- **Your task**: Every line from the one containing "Query: man's hand" to the end of the listing below should be transcribed exactly, and no line outside that span should appear.

►

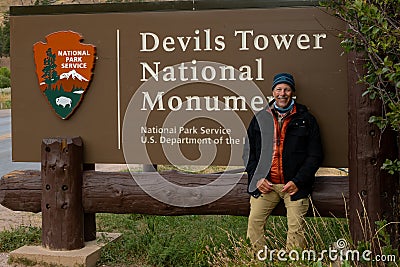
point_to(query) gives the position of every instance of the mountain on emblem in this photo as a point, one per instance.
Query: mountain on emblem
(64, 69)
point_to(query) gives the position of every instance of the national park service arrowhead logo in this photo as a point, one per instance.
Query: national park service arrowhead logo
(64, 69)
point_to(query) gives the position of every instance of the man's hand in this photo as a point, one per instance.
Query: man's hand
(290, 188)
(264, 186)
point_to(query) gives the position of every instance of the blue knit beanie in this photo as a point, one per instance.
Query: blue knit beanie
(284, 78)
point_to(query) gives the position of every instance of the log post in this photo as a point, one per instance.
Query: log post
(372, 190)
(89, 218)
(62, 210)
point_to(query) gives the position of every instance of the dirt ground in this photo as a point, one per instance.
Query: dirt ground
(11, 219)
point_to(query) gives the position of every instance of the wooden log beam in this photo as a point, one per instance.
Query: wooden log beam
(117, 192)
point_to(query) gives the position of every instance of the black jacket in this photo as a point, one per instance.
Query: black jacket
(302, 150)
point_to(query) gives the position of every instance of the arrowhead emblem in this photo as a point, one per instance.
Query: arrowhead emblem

◄

- **The answer**:
Query: man's hand
(290, 188)
(264, 186)
point_to(query) gives the position of every instance of the blue knit beanie in this photo as a point, one per instance.
Query: blue knit beanie
(284, 78)
point_to(query) gives the position of every instance of the log post in this photo as a point, one per instance.
Query: log post
(372, 190)
(89, 218)
(62, 210)
point_to(query) gives the position of every instance of the dirt ground in this photo as a point, one per instance.
Query: dirt ground
(11, 219)
point_to(query) gives the position of every instance of the wooden log beam in this photo as a point, one per instance.
Query: wooden log beam
(117, 192)
point_to(query) gives the position of every instance of the black jacket in this photo as a point, one per instance.
Query: black jacket
(302, 150)
point_to(query) gives the position of every instance of the arrowhead emblem in this photo as a point, one per instance.
Query: arrowhead emblem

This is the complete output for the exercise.